- **EXERCISE DETAILS**: Set down exactly the lines running from the line with "draw the outline of white" to the end of the listing below, both ends included.

PROVIDED RECORDS Block Start

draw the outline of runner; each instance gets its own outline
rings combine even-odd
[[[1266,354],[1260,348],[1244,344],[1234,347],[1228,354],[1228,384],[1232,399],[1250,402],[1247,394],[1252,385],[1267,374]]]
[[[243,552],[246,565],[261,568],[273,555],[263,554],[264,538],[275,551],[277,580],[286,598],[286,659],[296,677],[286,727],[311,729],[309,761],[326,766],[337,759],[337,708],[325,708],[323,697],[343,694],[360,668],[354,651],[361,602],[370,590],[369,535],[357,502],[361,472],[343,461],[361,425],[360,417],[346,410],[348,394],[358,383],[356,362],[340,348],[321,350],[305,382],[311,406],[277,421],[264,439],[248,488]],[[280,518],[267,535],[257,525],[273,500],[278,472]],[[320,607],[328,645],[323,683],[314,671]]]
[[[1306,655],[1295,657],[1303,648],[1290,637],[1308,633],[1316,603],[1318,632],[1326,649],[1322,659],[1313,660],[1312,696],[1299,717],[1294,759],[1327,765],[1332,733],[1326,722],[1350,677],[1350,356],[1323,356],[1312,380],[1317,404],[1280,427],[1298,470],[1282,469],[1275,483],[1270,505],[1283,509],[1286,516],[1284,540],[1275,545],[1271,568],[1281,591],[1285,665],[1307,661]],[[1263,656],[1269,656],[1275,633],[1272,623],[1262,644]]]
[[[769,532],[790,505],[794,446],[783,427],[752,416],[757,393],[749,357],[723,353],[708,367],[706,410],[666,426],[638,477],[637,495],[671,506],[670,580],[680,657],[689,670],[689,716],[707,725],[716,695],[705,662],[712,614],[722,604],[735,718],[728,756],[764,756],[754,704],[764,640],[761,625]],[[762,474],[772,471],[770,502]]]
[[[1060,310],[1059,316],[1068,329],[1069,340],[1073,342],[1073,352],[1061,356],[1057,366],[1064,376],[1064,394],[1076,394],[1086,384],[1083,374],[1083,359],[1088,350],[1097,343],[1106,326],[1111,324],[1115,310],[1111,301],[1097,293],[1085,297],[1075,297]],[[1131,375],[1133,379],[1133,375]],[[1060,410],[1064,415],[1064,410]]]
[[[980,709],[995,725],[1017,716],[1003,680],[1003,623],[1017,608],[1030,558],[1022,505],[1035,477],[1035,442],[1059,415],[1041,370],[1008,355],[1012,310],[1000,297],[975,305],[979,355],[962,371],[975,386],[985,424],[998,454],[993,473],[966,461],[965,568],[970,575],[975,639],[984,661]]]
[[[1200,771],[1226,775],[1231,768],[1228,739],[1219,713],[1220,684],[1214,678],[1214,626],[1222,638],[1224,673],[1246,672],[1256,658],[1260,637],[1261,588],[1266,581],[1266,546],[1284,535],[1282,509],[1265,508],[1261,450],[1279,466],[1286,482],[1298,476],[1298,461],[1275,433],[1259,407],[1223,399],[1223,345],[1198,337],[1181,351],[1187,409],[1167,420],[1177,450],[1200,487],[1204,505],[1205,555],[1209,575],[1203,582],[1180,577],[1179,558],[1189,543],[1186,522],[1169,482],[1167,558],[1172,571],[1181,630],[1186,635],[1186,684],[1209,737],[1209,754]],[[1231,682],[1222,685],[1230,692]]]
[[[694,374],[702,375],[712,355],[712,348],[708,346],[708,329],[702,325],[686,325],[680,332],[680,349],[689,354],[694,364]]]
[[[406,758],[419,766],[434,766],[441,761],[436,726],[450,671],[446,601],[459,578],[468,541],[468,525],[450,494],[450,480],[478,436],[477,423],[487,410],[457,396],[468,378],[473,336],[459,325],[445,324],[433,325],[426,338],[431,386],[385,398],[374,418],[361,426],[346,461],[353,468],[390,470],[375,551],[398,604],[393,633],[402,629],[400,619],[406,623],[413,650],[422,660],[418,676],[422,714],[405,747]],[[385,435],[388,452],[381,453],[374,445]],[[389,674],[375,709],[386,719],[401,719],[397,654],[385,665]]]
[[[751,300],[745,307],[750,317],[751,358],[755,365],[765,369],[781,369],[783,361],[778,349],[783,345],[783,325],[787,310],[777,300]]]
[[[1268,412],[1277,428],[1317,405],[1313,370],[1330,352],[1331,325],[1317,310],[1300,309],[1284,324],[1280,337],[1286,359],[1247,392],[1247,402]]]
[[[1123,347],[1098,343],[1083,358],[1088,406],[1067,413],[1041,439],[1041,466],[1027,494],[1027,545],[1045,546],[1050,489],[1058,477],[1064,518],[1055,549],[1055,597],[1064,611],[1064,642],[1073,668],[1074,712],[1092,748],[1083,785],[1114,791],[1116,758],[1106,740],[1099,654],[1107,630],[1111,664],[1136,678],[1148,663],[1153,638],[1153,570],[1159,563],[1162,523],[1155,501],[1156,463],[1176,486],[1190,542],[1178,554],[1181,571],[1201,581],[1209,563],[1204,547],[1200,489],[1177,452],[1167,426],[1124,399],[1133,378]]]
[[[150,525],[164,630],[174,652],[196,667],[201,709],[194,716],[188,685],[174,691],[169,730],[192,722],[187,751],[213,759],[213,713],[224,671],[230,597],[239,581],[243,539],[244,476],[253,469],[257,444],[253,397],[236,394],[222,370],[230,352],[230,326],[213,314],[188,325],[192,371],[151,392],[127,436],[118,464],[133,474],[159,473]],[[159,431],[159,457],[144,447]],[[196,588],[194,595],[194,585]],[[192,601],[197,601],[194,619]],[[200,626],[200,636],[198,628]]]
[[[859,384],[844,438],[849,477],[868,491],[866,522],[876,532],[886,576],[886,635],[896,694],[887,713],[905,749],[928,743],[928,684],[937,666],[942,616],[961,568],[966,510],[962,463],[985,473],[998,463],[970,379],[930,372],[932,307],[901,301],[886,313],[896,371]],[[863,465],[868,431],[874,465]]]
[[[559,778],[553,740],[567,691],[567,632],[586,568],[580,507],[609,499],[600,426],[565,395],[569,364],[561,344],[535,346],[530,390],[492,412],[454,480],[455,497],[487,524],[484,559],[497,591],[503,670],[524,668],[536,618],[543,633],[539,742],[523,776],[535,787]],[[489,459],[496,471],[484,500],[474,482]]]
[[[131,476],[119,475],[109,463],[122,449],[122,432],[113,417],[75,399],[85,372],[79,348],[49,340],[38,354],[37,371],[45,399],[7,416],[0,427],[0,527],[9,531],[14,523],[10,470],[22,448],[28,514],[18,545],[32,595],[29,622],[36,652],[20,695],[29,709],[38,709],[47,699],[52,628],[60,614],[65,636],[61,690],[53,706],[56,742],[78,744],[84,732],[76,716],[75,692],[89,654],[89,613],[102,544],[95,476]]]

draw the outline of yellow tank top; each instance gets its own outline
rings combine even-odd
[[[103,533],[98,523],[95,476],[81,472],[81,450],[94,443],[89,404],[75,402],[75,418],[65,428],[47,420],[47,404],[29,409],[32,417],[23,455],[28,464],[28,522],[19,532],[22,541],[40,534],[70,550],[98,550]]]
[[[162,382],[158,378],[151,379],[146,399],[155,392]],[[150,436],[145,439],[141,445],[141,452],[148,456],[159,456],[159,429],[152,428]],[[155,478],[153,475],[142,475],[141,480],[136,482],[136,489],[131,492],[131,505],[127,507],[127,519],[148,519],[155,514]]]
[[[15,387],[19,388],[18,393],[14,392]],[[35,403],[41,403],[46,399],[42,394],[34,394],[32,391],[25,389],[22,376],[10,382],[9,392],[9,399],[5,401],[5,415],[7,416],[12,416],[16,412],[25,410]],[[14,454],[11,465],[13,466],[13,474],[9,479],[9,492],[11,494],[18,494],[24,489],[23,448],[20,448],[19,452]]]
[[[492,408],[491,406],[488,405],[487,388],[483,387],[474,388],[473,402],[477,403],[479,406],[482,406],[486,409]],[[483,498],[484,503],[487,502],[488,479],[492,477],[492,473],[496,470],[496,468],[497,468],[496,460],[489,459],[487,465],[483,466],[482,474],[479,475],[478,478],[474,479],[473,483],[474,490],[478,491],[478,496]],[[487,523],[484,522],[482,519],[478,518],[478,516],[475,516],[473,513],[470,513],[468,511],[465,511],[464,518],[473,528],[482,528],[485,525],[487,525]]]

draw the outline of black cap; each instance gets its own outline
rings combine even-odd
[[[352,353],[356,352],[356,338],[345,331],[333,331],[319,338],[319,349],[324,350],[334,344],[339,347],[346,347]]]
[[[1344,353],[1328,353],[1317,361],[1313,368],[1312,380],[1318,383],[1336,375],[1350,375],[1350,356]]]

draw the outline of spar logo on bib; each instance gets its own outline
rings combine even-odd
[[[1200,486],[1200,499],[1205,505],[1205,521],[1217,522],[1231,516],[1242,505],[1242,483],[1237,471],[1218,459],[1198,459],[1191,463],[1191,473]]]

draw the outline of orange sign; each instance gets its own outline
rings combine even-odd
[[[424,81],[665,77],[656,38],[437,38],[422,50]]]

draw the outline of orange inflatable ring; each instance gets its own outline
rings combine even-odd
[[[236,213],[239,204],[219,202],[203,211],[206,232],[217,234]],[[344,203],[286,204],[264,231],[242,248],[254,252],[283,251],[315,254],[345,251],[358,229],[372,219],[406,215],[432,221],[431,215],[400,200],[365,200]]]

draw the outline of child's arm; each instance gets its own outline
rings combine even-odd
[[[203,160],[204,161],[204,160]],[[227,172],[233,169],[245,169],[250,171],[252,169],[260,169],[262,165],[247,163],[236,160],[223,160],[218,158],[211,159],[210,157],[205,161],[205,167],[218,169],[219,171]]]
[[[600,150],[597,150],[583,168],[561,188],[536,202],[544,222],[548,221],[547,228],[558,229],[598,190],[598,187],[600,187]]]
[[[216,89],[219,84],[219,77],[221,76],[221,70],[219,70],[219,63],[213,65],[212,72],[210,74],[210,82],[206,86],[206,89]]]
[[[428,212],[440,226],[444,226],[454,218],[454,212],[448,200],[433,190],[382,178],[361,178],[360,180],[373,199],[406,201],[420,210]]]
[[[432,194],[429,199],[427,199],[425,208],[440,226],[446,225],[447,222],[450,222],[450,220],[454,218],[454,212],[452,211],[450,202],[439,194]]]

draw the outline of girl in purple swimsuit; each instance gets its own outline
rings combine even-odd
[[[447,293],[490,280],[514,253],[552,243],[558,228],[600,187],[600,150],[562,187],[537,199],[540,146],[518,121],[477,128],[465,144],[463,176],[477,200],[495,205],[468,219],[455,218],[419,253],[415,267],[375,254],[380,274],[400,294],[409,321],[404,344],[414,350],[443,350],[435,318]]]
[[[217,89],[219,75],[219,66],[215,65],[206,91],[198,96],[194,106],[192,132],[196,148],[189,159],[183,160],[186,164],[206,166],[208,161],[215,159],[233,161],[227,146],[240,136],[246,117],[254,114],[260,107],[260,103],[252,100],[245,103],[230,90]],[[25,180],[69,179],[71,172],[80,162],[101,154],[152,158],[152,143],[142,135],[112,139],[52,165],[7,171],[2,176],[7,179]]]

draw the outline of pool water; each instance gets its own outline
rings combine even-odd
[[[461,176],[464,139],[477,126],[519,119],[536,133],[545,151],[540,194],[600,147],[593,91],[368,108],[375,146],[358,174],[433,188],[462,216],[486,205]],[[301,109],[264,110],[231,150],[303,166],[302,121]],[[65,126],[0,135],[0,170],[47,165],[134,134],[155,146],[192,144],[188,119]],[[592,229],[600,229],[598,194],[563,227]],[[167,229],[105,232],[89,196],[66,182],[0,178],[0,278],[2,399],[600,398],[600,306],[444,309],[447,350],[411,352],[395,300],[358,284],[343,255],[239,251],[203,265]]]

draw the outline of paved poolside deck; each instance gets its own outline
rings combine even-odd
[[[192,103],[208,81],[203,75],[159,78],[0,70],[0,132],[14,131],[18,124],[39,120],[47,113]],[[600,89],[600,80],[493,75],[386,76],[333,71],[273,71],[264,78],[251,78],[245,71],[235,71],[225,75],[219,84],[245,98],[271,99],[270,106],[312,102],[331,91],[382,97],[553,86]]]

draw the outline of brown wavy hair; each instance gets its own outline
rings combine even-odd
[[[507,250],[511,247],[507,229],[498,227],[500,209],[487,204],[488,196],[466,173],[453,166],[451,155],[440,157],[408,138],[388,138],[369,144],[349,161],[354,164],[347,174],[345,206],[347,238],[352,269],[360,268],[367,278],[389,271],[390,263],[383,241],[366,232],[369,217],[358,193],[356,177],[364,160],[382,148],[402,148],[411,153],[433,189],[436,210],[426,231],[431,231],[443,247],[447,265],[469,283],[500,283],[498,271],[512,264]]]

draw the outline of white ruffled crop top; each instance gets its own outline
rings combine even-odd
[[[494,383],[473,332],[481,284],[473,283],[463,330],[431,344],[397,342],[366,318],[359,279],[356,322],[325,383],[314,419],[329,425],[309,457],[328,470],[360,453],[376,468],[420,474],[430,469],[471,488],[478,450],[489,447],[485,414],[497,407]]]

PROVIDED RECORDS Block End

- **ANSWER TO THE PROBLEM**:
draw the outline of white ruffled crop top; each instance gets its own outline
rings combine even-odd
[[[494,383],[473,332],[481,284],[473,283],[463,330],[431,344],[397,342],[366,318],[359,279],[356,322],[325,383],[314,419],[329,425],[309,457],[328,470],[360,453],[376,468],[420,474],[430,469],[471,488],[478,450],[489,447],[485,414],[497,407]]]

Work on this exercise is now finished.